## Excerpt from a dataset
↓
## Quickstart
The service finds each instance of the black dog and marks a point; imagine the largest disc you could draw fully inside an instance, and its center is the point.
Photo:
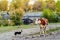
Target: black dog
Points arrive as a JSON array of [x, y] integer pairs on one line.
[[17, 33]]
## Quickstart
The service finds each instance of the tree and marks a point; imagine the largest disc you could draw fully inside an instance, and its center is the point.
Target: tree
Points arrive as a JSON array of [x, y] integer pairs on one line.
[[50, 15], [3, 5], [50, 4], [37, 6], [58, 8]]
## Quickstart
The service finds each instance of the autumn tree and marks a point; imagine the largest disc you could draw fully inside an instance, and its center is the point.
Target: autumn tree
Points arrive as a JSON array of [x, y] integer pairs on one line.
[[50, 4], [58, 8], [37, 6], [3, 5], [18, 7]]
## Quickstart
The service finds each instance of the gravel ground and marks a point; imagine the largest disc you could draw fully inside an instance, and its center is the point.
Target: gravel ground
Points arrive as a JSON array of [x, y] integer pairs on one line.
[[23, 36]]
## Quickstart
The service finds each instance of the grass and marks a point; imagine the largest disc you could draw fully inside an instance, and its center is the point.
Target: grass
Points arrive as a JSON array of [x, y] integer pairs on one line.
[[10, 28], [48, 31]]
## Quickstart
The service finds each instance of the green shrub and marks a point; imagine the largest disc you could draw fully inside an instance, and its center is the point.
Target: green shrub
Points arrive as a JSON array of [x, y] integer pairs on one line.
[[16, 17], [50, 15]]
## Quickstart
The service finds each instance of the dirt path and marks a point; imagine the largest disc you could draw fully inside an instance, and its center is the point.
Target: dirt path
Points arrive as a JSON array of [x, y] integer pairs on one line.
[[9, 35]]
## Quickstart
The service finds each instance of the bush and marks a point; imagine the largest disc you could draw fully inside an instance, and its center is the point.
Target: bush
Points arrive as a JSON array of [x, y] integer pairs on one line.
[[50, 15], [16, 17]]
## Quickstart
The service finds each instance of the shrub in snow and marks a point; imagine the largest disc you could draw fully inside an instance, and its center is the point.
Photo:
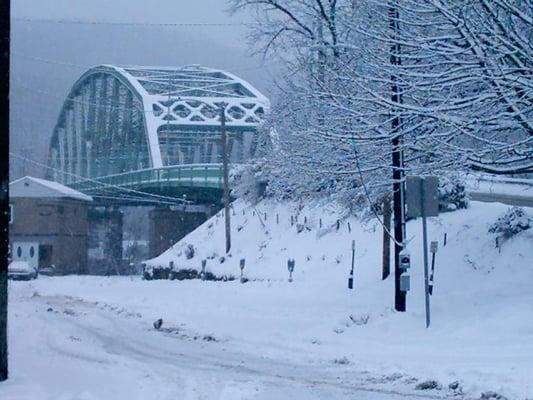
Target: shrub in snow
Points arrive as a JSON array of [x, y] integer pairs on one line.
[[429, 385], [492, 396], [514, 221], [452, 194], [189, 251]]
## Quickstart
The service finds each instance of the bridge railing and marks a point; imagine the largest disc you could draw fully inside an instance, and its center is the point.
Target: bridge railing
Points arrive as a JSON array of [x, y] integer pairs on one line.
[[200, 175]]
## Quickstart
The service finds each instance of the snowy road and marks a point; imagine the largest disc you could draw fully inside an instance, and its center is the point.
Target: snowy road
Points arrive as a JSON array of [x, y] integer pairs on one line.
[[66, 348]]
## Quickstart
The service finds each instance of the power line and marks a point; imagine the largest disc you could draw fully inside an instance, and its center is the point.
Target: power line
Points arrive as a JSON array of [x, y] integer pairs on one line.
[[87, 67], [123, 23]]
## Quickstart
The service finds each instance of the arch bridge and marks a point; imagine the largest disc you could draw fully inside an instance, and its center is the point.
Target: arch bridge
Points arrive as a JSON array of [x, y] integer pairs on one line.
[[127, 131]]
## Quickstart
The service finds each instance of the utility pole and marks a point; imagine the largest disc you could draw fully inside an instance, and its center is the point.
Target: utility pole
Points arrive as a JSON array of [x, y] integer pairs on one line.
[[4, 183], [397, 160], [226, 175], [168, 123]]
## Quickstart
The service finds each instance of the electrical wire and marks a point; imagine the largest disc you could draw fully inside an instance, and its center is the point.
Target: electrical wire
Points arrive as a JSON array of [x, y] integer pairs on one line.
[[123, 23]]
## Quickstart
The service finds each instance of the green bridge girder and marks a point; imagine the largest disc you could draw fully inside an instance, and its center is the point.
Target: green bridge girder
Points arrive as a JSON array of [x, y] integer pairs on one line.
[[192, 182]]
↑
Please write out all of these records again, swapping "largest disc" for "biggest circle" wherever it appears and keeping everything else the same. Leave the pictures out of your answer.

## Quickstart
The service finds each instance of the black dog and marks a point; imagine the biggest circle you could draw fully inside an instance, and its center is the point.
Photo:
Target: black dog
Points arrive as a JSON array of [x, y] integer pairs on one line.
[[17, 33]]
## Quickstart
The service finds each instance of the tree and marks a point; imagine the biggest circle you could draw fully inside an instance, and its center is the point.
Target: tree
Points arrive as a JSON array of [x, y] integer pairs on one line.
[[50, 15], [3, 5], [50, 4], [37, 6], [58, 8]]
## Quickstart
The service finds each instance of the autumn tree and marks a point; imagine the biggest circle you could draw fully inside an instance, and its center is the point.
Target: autumn tree
Points arrive as a JSON array of [x, y] integer pairs on one line.
[[50, 4], [58, 8], [37, 6], [3, 5], [18, 7]]
## Quickstart
The service finds each instance of the gravel ground and marks a point; imagine the biggest circle you could draw fully inside an instance, and its center is the point.
Target: gravel ground
Points arrive as a JSON array of [x, y] integer pairs on one line.
[[23, 36]]
## Quickstart
The service finds each instance of the grass and marks a point; imagine the biggest circle you could draw fully inside an instance, and its center is the point.
Target: grass
Points arrive as a JSON array of [x, y] integer pairs on one line.
[[10, 28], [48, 31]]
## Quickstart
The service finds each instance of the green shrub and marks a point; imagine the biggest circle you could draw fully inside an instance, and its center is the point.
Target: green shrub
Points arrive as a JSON array of [x, y] integer pairs on one line.
[[16, 17], [50, 15]]
## Quickstart
The service finds each instance of the dirt path and marks a point; imagine the biggest circle you could draw fully inside an instance, and its center is the point.
Target: dirt path
Points arrive as a JSON array of [x, y] integer pairs on one line.
[[9, 35]]
## Quickstart
The service finds each instance of the bush and marks a point; imagine the biggest circle you could draw fully inside an instance, and its center is the point.
Target: bush
Points arrive as a JSON array of [x, y] integer pairs on one line.
[[50, 15], [16, 17]]
## Quickstart
The service finds each instance of the shrub in snow and marks a point; imagine the biggest circle you could draw fully inside an instance, and its center is the point.
Photo:
Target: shrub in snow
Points arrive as a JSON array of [x, y] integer pairs on one line.
[[429, 385], [492, 396], [514, 221], [452, 194], [189, 251]]
## Quickstart
The service finds each instance of the bridge railing and marks a point; imagine the biggest circle you could draw fully inside an instance, and its center is the point.
Target: bridge railing
Points arrive as a JSON array of [x, y] integer pairs on one line.
[[200, 175]]
## Quickstart
The service finds each instance of the snowy road and marks a point; imagine the biggest circle you could draw fully inside an instance, and its center is the point.
Target: snowy road
Points arrive as a JSON array of [x, y] integer pairs on one line.
[[66, 348]]
## Quickstart
The service finds each instance of the power line and marks a point; imagine the biggest circle you could draw fully inside an instance, and its center is the point.
Target: power line
Points arrive as a JSON array of [x, y] integer pairs on one line.
[[87, 67], [123, 23]]
## Quickstart
The service finds each instance of the arch bridge and marks a point; imagine the biggest circle you could draw fully inside an instance, and its center is the point.
Target: arch bridge
Points arrive as a JSON array of [x, y] integer pairs on one line.
[[127, 131]]
## Quickstart
The service finds each instance of the utility pole and marks a point; imagine the biggest circle you could draw fully inside an instance, and its center is the point.
Target: utility pole
Points arrive as a JSON array of [x, y] integer pairs on one line.
[[4, 183], [397, 160], [226, 175], [168, 123]]
## Quickstart
The service finds each instance of the electrical wire and marks a point; imagine the biggest circle you could draw fully inside an instance, and its center is the point.
Target: electrical wire
Points arrive as a JSON array of [x, y] integer pairs on one line.
[[123, 23]]
## Quickstart
The service finds each instance of the green bridge girder and marks a point; imagine the biggest circle you could draw fully inside an instance, and its center is the point.
Target: green bridge girder
Points arrive as a JSON array of [x, y] integer pairs on one line.
[[192, 182]]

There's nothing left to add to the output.